Wow, that is so convincing! "I would show you, but I'm not going to do that because you hurt my feelings."
So, the first thing is that we do not have the details of how abiogenesis happened.
The question is whether it is possible to get from the types of chemicals we can find readily in the universe to the types of chemicals and reactions we see in life.
Let's start 200 years ago. At that time, there was a distinction made between 'organic' chemistry, which was the chemistry of life, and 'inorganic' chemistry, which was pretty much everything else. At the time, it was thought to be impossible for anything 'inorganic' to produce anything 'organic'. This was an early form of the viewpoint that abiogenesis is impossible.
But, what happened was that urea, an organic chemical, was made from inorganic chemicals in the lab. This was the first inkling that the chemistry of life is not different in principle from the chemistry of everything else. This was the first evidence that abiogenesis might be possible.
Now, this was just the first organic chemical to be artificially made. many more came later and now we know how to produce many simple organic chemicals from inorganic precursors. During this same time, we learned much more about the chemistry of life.
So, we learned that all of life is based on just a few different types of simple chemicals that are put together in a variety of ways. Proteins are made of amino acids, for example. There are thousands of different types of proteins, but only 20 amino acids that made them up. Similarly, DNA and RNA are made from a total of 5 different nucleic bases. There are also a variety of sugars, and some fats (lipids).
So, there became two big questions:
1. Can those simple chemicals arise by natural processes on the early Earth or in the universe at large?

Extracted data:
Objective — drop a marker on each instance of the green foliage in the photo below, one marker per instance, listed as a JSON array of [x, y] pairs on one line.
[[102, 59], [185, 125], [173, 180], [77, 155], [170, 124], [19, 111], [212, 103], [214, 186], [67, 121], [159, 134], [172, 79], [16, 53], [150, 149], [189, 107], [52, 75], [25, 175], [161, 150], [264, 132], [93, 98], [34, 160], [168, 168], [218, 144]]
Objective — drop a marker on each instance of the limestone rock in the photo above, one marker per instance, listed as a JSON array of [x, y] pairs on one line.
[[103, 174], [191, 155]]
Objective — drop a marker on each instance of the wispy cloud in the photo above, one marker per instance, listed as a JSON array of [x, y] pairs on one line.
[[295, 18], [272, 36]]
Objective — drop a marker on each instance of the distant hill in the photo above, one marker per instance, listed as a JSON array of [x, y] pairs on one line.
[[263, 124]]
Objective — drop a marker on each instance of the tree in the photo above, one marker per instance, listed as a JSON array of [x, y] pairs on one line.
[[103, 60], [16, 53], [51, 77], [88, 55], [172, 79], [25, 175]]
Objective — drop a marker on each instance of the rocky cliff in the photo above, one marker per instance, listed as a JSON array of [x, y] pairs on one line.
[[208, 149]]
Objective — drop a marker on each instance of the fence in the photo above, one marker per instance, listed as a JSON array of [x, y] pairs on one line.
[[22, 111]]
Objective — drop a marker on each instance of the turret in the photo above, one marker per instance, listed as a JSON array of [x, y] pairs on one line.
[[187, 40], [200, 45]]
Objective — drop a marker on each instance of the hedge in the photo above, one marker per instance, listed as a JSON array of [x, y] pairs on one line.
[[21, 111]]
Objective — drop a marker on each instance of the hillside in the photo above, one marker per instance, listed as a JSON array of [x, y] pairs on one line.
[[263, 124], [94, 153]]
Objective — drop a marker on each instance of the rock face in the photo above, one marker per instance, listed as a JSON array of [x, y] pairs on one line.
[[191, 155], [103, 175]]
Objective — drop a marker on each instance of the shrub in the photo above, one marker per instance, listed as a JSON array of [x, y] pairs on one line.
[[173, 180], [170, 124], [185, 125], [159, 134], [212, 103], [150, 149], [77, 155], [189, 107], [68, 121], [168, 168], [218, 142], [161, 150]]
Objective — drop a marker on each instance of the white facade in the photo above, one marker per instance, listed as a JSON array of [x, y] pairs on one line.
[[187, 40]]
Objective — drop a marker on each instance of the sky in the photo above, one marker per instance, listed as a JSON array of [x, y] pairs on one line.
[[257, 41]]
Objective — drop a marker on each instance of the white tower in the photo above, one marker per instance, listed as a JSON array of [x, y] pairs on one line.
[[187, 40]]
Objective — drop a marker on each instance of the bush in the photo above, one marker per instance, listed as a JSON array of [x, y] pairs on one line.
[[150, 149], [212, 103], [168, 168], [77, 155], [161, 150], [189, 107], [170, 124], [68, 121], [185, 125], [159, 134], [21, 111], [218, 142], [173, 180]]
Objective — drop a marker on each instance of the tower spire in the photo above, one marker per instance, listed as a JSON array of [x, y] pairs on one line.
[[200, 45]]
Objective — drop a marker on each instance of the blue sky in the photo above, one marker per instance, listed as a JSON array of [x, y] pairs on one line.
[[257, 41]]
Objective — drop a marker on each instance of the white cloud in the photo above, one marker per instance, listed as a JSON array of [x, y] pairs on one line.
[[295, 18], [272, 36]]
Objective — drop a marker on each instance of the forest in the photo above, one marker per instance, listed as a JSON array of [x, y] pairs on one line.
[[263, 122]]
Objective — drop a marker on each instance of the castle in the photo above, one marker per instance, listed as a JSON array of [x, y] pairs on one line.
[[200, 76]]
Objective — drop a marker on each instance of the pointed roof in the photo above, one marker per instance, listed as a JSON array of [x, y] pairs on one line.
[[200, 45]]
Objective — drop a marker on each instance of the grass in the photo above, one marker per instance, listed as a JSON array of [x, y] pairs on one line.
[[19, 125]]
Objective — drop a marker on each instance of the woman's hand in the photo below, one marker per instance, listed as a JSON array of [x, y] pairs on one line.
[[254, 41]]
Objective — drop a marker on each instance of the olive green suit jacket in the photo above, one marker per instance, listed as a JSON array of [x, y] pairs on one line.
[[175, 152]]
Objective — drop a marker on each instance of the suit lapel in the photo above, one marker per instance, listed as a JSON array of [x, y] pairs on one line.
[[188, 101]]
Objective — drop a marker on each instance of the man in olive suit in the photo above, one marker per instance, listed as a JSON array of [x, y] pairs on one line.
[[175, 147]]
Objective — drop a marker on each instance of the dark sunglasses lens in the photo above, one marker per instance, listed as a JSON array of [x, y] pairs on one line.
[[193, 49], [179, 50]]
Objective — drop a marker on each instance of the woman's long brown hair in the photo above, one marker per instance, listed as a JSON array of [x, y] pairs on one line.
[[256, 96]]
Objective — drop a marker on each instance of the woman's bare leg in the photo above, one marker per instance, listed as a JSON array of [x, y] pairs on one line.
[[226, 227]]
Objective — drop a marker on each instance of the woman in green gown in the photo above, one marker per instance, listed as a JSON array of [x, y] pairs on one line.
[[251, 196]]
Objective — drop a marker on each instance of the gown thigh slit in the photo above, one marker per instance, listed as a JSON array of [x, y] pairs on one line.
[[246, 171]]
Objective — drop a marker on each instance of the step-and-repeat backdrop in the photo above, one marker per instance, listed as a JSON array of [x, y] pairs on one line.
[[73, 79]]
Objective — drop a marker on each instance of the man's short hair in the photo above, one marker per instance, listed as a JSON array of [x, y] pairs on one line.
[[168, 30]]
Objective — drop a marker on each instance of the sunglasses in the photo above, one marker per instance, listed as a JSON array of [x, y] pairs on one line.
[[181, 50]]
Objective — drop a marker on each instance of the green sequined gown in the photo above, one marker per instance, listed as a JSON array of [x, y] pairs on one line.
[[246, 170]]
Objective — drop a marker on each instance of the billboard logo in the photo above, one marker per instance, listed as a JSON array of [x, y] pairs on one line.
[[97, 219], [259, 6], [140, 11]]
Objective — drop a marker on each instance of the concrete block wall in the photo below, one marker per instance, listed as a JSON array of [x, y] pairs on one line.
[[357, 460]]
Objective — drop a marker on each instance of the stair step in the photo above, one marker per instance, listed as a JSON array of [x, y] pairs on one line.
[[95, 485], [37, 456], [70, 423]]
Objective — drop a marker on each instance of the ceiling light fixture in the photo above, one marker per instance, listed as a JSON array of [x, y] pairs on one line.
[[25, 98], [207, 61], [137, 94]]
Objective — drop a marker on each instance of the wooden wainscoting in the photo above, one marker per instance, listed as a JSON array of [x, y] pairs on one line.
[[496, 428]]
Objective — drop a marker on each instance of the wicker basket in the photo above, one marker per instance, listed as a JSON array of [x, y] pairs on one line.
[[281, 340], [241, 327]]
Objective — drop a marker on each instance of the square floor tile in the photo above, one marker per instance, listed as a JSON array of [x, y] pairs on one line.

Task 1: List every type of simple chemical that the abiogenesis passage says all of life is built from.
Task 2: Please continue the abiogenesis passage from its last line.

Final answer 1: Amino acids, nucleic bases, sugars, and fats (lipids).

Final answer 2:
2. Can those simple chemicals spontaneously combine to form the more complicated types of chemicals that we see in living things?
The Urey-Miller experiment addressed the first question with amino acids. Once again, the view at the time was the amino acids were too complicated to form spontaneously from the types of chemicals we knew existed in the universe (ammonia, water, methane, sulfur dioxide, carbon monoxide, etc).
But what was discovered was that even very simple conditions would produce amino acids in abundance. Subsequent experiments showed that a wide variety of initial conditions lead to the formation of the amino acids we see in proteins. This was a surprise and was supporting evidence that abiogenesis might be possible.
In other experiments, it was found that the other simple molecules that are the components of life, like the nucleic bases, could also be formed in a wide variety of situations that would be expected on the early Earth. So, once again, this was evidence that abiogenesis might be possible.
On a different line, the question of whether the simple amino acids and nucleic bases could spontaneously link together to form the more complicated molecules we see in life needed to be addressed. This gets more technical since it has to do with more specific questions. This will be a later post.